OBJECTIF A:
Répondez aux questions suivantes d'après l'article sur Lamarche & Ovize :
(i) Dans quelle galerie les sculptures sont-elles présentées ?
(ii) Quelles pièces sont les seules exposées sur des socles ?
(iii) Sur quoi Sans titre (Cover) est-elle posée ?

TEXTE:
# # # # #
ART | CRITIQUE

Lamarche & Ovize. Abstracta/Concreta

PMaxime Thieffine
@21 Jan 2008

Le sol de la galerie Laurent Godin grouille de sculptures anti-monumentales, entre lesquelles le spectateur est invité à slalomer. Fruits de la recherche du couple d’artiste Florentine Lamarche et Alexandre Ovize, ces bricolages abstraits et ludiques sont des combinaisons insolites de matériaux très divers trouvés dans la rue.

Seules les pièces intitulées Poubelle 1 et Poubelle 2 sont exposées sur des socles. Un traitement de faveur qui dénote avec leurs titres et qui propose une réflexion sur les objets laissés-pour-compte, mettant en évidence le pouvoir rédempteur de l’art.

Du bois, de la corde, de la résine, de la brique : les matériaux qui composent ces sculptures sont banals, tantôt bruts, tantôt peints ou laqués. Ils subissent indifféremment le même traitement : abîmés, altérés, ils sont ensuite amalgamés les uns aux autres pour produire des formes abstraites compactes (les Poubelles 1 et 2) ou plus aérées (Sans titre, Plast, et Ballon Kid)

Les sculptures de Lamarche & Ovize jouent avec notre imaginaire ; si certaines d’entre elles restent à nos yeux totalement abstraites, des détails de certains œuvres nous font projeter sur elles des images plus ou moins familières. Ainsi Monsieur Club peut nous évoquer une bestiole courte sur patte, et la corde rose de The Host vs Acme la queue d’une créature fantastique. Pourquoi pas ?

Sans titre (tot.asextur) est composée d’un amalgame de matériaux posé au sol au-dessus duquel est suspendu en équilibre un autre amalgame, grâce à une brique trouée qui fait contrepoids à l’autre bout d’un câble maintenu par une canne sortant du mur. Cet équilibre précaire nous fait redouter une chute à chaque instant.

Dans un jeu avec l’expression «avoir les pieds lourds», Sans titre (Cover) est posée sur des pantoufles dépareillées remplies de béton. On trouve sur cette pièce, entre autres éléments insolites, une clef dans une serrure qui n’ouvre rien.
# # # # #
OBJECTIF B: Réécrivez toutes les entrées d'annotation ci-dessous en remplaçant « white lampshade » par « beige lampshade », sans rien modifier d'autre.

Entrées d'annotation pour la détection
# # # # #
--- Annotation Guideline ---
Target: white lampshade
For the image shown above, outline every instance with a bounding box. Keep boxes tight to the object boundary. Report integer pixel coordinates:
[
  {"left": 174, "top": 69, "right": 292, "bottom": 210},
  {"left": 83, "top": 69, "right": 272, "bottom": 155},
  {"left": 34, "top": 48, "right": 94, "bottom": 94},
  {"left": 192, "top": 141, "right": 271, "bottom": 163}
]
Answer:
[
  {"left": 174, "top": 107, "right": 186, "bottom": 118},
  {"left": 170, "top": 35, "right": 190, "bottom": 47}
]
# # # # #
RÉPONSE FINALE A:
(i) Dans la galerie Laurent Godin.
(ii) Poubelle 1 et Poubelle 2.
(iii) Sur des pantoufles dépareillées remplies de béton.

RÉPONSE FINALE B:
--- Annotation Guideline ---
Target: beige lampshade
For the image shown above, outline every instance with a bounding box. Keep boxes tight to the object boundary. Report integer pixel coordinates:
[
  {"left": 174, "top": 69, "right": 292, "bottom": 210},
  {"left": 83, "top": 69, "right": 272, "bottom": 155},
  {"left": 34, "top": 48, "right": 94, "bottom": 94},
  {"left": 192, "top": 141, "right": 271, "bottom": 163}
]
Answer:
[
  {"left": 174, "top": 107, "right": 186, "bottom": 118},
  {"left": 170, "top": 35, "right": 190, "bottom": 47}
]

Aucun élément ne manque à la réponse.